■ SOURCE MATERIAL
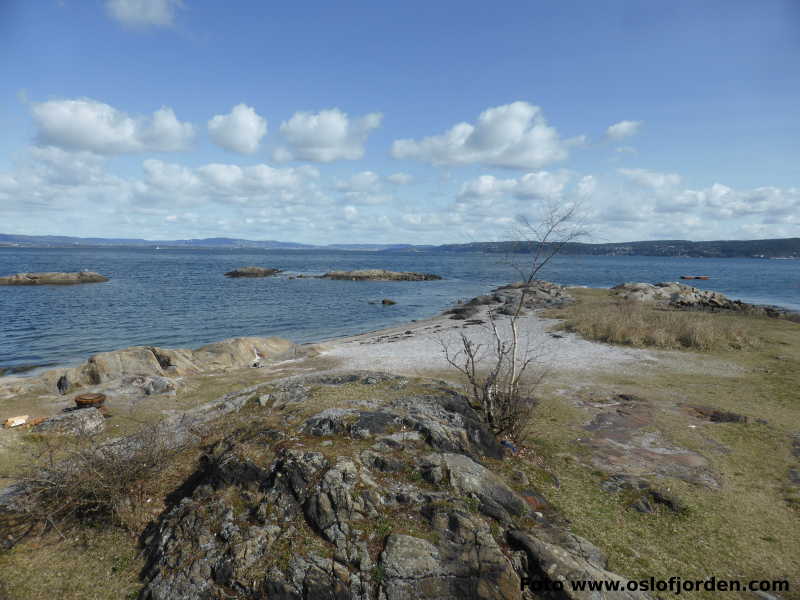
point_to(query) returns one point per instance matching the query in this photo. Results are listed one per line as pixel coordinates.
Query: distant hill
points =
(776, 248)
(65, 241)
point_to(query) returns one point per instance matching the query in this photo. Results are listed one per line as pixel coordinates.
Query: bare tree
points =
(499, 375)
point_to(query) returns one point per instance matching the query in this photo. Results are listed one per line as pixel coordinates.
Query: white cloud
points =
(651, 179)
(400, 178)
(86, 124)
(366, 181)
(326, 136)
(623, 129)
(239, 131)
(587, 186)
(542, 185)
(486, 185)
(143, 13)
(365, 187)
(514, 135)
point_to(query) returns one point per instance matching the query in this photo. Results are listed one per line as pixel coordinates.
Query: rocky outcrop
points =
(379, 275)
(146, 367)
(505, 300)
(252, 272)
(679, 295)
(394, 516)
(53, 278)
(85, 421)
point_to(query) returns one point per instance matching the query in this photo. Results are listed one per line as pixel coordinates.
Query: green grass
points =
(609, 319)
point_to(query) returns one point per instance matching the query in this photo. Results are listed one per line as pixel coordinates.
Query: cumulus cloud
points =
(143, 13)
(326, 136)
(514, 135)
(86, 124)
(239, 131)
(651, 179)
(541, 185)
(366, 181)
(400, 178)
(623, 129)
(365, 187)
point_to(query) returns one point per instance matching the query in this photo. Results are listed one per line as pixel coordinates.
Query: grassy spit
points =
(748, 529)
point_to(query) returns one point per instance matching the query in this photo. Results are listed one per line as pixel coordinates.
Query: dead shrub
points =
(633, 323)
(499, 381)
(84, 481)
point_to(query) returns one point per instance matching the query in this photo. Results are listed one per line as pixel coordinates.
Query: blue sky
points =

■ TASK ITEM
Copy each line holding "cloud" from the material above.

■ SOLUTION TO THIS TASK
Query: white cloud
Query: cumulus cloud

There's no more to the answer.